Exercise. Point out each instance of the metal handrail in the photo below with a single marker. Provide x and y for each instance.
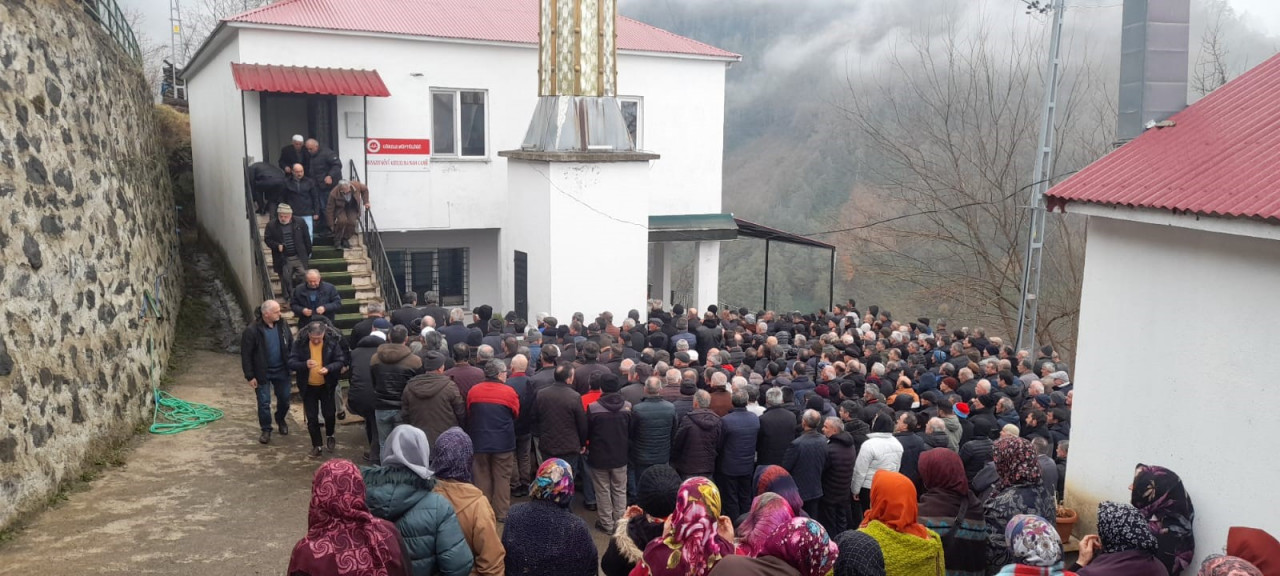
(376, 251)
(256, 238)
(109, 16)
==
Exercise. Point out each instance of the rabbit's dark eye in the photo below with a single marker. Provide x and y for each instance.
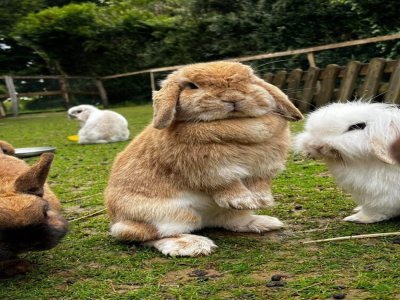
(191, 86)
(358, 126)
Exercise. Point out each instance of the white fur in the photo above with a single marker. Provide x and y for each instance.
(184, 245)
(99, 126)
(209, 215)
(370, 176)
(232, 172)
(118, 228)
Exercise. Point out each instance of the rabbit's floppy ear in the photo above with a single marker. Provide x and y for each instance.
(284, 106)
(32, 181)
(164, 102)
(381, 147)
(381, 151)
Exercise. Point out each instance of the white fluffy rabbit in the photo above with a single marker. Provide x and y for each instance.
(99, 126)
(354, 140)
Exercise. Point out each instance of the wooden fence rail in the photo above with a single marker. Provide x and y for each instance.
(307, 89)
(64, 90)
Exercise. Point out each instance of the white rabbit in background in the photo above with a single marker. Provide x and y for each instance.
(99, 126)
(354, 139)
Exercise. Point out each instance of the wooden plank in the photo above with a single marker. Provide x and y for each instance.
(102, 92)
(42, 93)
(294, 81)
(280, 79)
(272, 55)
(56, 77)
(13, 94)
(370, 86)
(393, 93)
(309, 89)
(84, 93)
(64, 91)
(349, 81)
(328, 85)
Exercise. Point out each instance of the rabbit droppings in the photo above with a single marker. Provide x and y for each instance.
==
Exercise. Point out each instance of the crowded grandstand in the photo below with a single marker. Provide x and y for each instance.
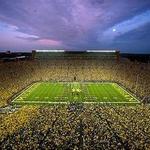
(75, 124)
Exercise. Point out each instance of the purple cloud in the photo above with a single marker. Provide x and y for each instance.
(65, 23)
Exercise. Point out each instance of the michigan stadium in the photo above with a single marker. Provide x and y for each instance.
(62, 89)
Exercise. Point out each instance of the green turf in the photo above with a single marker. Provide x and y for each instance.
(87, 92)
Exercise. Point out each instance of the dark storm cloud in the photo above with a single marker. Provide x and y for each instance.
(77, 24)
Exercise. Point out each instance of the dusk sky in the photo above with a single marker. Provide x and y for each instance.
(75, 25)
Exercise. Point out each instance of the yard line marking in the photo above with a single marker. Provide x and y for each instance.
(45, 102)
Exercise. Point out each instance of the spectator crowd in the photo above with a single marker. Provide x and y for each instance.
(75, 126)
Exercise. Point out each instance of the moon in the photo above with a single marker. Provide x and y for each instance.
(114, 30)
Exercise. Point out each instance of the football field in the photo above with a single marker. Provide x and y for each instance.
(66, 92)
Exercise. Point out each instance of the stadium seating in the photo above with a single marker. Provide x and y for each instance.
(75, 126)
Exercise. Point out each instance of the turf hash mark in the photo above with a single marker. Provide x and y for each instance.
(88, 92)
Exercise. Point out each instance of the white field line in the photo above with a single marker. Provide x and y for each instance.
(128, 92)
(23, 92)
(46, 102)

▶ **WORK REQUIRED**:
Extract every line from the rows above that contains the word "turf", copying each one in full.

▶ **SOLUTION BELOW**:
Exercise. Point out each instance of the green turf in the photo above with a single marker. Provide x and y for each instance.
Exercise. Point out each instance of the turf hash mark in the photo above with a single marker. Provide x and y for each instance.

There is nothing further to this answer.